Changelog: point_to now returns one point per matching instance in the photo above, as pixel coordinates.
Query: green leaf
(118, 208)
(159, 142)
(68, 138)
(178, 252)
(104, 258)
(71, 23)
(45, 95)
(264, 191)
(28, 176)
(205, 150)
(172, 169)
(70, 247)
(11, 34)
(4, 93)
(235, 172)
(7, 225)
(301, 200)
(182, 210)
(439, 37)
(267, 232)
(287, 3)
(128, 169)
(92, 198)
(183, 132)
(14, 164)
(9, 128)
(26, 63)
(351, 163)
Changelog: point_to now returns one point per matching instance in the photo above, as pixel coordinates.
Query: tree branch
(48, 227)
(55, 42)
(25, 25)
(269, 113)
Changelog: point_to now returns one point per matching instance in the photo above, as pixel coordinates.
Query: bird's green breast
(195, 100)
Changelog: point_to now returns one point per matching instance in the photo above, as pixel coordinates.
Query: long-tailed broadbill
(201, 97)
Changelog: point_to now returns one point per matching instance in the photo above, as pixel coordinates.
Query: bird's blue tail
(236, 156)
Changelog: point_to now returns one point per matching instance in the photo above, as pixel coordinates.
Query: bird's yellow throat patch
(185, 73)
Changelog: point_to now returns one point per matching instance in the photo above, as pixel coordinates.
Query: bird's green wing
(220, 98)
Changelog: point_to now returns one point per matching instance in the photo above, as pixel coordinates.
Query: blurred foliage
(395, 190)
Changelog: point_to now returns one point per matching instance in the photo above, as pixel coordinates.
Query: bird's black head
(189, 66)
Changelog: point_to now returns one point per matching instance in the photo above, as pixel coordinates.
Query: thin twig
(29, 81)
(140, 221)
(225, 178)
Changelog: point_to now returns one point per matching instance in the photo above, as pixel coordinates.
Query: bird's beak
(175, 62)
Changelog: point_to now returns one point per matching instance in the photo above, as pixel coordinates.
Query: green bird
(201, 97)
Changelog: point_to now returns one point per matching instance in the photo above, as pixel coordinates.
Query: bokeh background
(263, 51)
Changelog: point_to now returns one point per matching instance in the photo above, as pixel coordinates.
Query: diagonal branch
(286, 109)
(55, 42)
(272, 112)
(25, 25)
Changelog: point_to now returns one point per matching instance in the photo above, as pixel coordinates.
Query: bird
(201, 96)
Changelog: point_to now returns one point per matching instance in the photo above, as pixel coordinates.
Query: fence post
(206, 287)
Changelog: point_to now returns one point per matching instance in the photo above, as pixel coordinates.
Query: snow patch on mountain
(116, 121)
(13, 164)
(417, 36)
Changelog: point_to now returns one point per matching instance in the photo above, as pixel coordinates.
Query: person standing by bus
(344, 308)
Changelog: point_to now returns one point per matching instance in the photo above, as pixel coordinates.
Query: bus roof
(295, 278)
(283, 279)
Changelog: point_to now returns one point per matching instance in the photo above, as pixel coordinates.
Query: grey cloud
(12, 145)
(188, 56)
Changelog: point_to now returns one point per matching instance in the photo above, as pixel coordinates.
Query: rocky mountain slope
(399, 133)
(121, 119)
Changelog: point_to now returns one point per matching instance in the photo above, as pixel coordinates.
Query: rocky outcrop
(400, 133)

****

* What to work on:
Repeat, word for word, all the lines above.

* Task result:
Changelog: point_to now returns one point per matching instance in the photo above, as pixel coordinates.
Query: green leaf
(118, 208)
(159, 142)
(68, 138)
(178, 252)
(104, 258)
(71, 23)
(45, 95)
(264, 191)
(28, 176)
(205, 150)
(172, 169)
(70, 247)
(11, 34)
(4, 93)
(235, 172)
(7, 225)
(301, 200)
(182, 210)
(439, 37)
(267, 232)
(287, 3)
(128, 169)
(92, 198)
(183, 132)
(14, 164)
(9, 128)
(26, 63)
(351, 163)
Changelog: point_to now returns one point per matching instance in the photo above, as pixel coordinates.
Query: tree branch
(48, 227)
(55, 42)
(25, 25)
(269, 113)
Changelog: point_to now returns one point per matching instance in the photo above, as pixel coordinates.
Query: bird's green breast
(195, 100)
Changelog: point_to now returns one point per matching instance in the photo above, as pixel coordinates.
Query: long-tailed broadbill
(201, 97)
Changelog: point_to now returns one point per matching instance in the photo above, as pixel coordinates.
Query: bird's blue tail
(236, 156)
Changelog: point_to now returns one point per matching instance in the photo above, as pixel coordinates.
Query: bird's yellow throat patch
(185, 73)
Changelog: point_to now returns one point per matching instance in the photo above, as pixel coordinates.
Query: bird's green wing
(220, 98)
Changelog: point_to now returns one point per matching instance in the photo above, as pixel coordinates.
Query: blurred foliage
(395, 190)
Changelog: point_to now returns one point per matching instance in the photo above, as pixel coordinates.
Query: bird's black head
(189, 66)
Changelog: point_to now returns one point per matching instance in the photo above, as pixel coordinates.
Query: thin twig
(29, 81)
(140, 221)
(225, 178)
Changelog: point_to now returns one point per matching instance in the photo above, as pixel coordinates.
Query: bird's beak
(175, 62)
Changelog: point_to now returns one point per matching instance in the photo above, as pixel coordinates.
Query: green bird
(201, 97)
Changelog: point_to now returns one point per matching instance in the photo above, as pixel coordinates.
Query: bokeh background
(263, 51)
Changelog: point_to now returns one point per matching instance in the photo above, as pixel coordinates.
Query: diagonal branch
(286, 109)
(55, 42)
(272, 112)
(25, 25)
Changelog: point_to now returns one point per matching instance in the photo above, as pixel coordinates.
Query: bird
(201, 96)
Changelog: point_to now returns one point per matching instance in the photo above, as pixel coordinates.
Query: fence post
(206, 287)
Changelog: point_to now returns one point per matching instance in the photo above, as pixel coordinates.
Query: snow patch on mountain
(116, 121)
(13, 164)
(417, 36)
Changelog: point_to now returns one point per matching instance in the photo above, as pixel coordinates.
Query: person standing by bus
(344, 308)
Changelog: point_to now returns one point per matching instance in the photo above, as pixel coordinates.
Query: bus roof
(295, 278)
(283, 279)
Changelog: point_to now returns one point per matching instance in the photo above, as pixel coordinates.
Query: grey cloud
(12, 145)
(188, 56)
Changelog: point_to now returns one point per matching instance in the photo above, as pixel coordinates.
Query: rocky mountain slope
(399, 133)
(121, 119)
Changelog: point_to now returns one point per matching instance in the photo above, as pixel coordinates.
Query: rocky outcrop
(400, 133)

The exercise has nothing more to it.